Na cruz vai se revelar a “vida” nova, “para que todos os que nele crerem tenham a vida eterna” (v. 15). Em vez de falar do “Reino de Deus” (exceto nos vv. 3.5) como os outros três evangelistas, o quarto evangelista prefere falar da “vida”, eterna ou plena (cf. 1,4; 3,36; 4,14; 5,24.26; 6,27.33 etc., cf. 8,12; 10,10; 11,25; 14,6; 20,31; cf. Mc 10,17p).

A Bíblia de Jerusalém (p. 1991) comenta: Deus, Senhor absoluto da vida (Gn 9,4s; Dt 32,39; Sl 36,10), transmitiu seu poder ao Filho (5,21; 10,18; 17,2). O Filho é a vida (11,25; 14,6), ele tem em si a vida e a dá (5,26) aos que nele creem (1,4. 12; 4,14; 5,24; 6,35; 20,31). Essa vida é simbolizada pela água (4,14) e alimentada pela palavra (6,35). Ela é frequentemente qualificada de “eterna”, palavra que denota uma qualidade propriamente divina, pela qual a vida ultrapassa o que é corporal e o tempo, a duração mensurável (cf. Gn 21,3; Is 40,28; Sl 90,2; Sl 90,2; Sb 5,15-16; etc.). Ela é prometida aos que creem (cf. 2 Cor 4,18), mas já lhes é dada (3,36; 5,24; 6,40.68; 1Jo 2,25) e se consumará na ressurreição (6,39-40.54; 11,25-26; cf. também Mt 7,14; 18,8; 19,16).

Pois Deus amou tanto o mundo, que deu o seu Filho unigênito, para que não morra todo o que nele crer, mas tenha a vida eterna. De fato, Deus não enviou o seu Filho ao mundo para condenar o mundo, mas para que o mundo seja salvo por ele (vv. 16-17).

“Deus amou tanto o mundo”. Em Jo, o “mundo” pode significar, como aqui, toda criação amada por Deus (17,5.24; Sb 11,24) ou a terra habitada por seres humanos (17,25; 16,21). Muitas vezes, porém, é o mundo que se afastou de Deus, a humanidade perdida que se fechou à luz e odeia os discípulos de Jesus “porque não pertencem ao mundo” como ele também não (17,14).

Deus ama até as últimas consequências (cf. 13,1), “que deu seu Filho unigênito/único”; em vez de “deu” talvez seja melhor traduzir “entregou” (palavra-chave da paixão) “o Filho unigênito” (1,18: “o unigênito que é Deus no seio do Pai”); talvez com alusão oblíqua ao sacrifício ao sacrifício de Isaac (Gn 22,2.16; cf. Rm 8,32; Gl 2,20; 1Jo 4,9-10).

» **DADOS FORNECIDOS**

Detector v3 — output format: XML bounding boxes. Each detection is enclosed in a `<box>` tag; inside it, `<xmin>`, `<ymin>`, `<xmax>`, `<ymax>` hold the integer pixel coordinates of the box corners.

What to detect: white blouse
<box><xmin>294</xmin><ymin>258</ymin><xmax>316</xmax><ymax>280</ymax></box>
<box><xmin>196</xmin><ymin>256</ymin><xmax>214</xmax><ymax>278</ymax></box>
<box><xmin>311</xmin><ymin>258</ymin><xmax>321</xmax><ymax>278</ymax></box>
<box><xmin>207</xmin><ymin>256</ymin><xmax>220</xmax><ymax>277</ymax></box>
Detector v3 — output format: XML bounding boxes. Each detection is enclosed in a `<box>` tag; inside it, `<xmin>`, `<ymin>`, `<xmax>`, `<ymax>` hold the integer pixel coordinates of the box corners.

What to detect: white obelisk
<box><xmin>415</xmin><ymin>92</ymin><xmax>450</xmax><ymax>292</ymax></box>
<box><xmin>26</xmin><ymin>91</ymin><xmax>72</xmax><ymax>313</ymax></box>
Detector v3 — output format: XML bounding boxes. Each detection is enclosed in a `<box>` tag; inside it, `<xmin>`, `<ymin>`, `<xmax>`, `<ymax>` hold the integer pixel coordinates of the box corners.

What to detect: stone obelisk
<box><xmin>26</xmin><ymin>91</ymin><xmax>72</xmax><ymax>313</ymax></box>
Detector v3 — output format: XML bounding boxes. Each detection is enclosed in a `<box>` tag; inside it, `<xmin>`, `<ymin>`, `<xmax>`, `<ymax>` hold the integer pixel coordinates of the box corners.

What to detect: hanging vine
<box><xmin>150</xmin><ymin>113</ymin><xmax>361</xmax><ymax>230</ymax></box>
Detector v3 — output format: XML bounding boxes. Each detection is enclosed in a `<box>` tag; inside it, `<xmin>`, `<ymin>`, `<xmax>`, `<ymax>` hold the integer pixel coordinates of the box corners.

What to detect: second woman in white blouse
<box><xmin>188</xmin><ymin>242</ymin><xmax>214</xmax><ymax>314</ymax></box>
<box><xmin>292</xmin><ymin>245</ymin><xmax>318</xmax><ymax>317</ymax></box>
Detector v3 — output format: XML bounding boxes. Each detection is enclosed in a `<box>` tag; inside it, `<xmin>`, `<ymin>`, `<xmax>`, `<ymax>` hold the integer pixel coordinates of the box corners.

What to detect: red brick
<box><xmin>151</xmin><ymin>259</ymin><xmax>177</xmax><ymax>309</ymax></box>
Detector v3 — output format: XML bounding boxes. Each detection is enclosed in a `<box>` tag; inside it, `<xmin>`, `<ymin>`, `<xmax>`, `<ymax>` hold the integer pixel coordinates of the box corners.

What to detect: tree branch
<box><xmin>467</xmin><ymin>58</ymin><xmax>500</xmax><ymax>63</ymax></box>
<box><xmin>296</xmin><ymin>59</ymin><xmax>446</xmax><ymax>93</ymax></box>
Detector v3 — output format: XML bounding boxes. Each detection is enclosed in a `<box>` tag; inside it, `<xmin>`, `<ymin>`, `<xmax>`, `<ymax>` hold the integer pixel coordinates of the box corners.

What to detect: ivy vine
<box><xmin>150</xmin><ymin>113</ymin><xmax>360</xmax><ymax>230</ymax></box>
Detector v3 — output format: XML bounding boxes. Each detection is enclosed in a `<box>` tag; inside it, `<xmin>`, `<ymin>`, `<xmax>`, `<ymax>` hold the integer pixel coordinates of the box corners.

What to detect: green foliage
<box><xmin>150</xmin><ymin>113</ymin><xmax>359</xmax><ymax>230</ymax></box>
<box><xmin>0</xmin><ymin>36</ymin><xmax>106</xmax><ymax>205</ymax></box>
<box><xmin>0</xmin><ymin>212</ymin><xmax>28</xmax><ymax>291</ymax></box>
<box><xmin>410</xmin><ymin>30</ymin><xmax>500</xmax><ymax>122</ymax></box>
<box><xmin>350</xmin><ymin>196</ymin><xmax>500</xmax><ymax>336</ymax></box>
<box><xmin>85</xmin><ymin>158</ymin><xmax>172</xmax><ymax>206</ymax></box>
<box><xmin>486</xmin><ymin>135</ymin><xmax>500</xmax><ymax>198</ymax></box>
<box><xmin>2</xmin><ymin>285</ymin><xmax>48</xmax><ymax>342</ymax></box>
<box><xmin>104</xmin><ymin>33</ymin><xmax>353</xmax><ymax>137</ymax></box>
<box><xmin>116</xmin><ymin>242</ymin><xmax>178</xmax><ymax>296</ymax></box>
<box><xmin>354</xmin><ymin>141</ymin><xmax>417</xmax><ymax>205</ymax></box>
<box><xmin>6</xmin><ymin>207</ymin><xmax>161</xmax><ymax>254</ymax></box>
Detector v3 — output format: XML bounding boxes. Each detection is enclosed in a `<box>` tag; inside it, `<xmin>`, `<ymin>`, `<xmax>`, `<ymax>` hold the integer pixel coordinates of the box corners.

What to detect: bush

» **TAREFAS PARA RESOLVER**
(a) No trecho selecionado, o quarto evangelista prefere falar de quê em vez do “Reino de Deus”?
(b) Reproduza fielmente a parte do trecho selecionado que começa nas palavras “Na cruz vai” e termina em “cf. Mc 10,17p).”.

» **RESPOSTAS NUMERADAS**
(a) Da “vida”, eterna ou plena.

(b)
Na cruz vai se revelar a “vida” nova, “para que todos os que nele crerem tenham a vida eterna” (v. 15). Em vez de falar do “Reino de Deus” (exceto nos vv. 3.5) como os outros três evangelistas, o quarto evangelista prefere falar da “vida”, eterna ou plena (cf. 1,4; 3,36; 4,14; 5,24.26; 6,27.33 etc., cf. 8,12; 10,10; 11,25; 14,6; 20,31; cf. Mc 10,17p).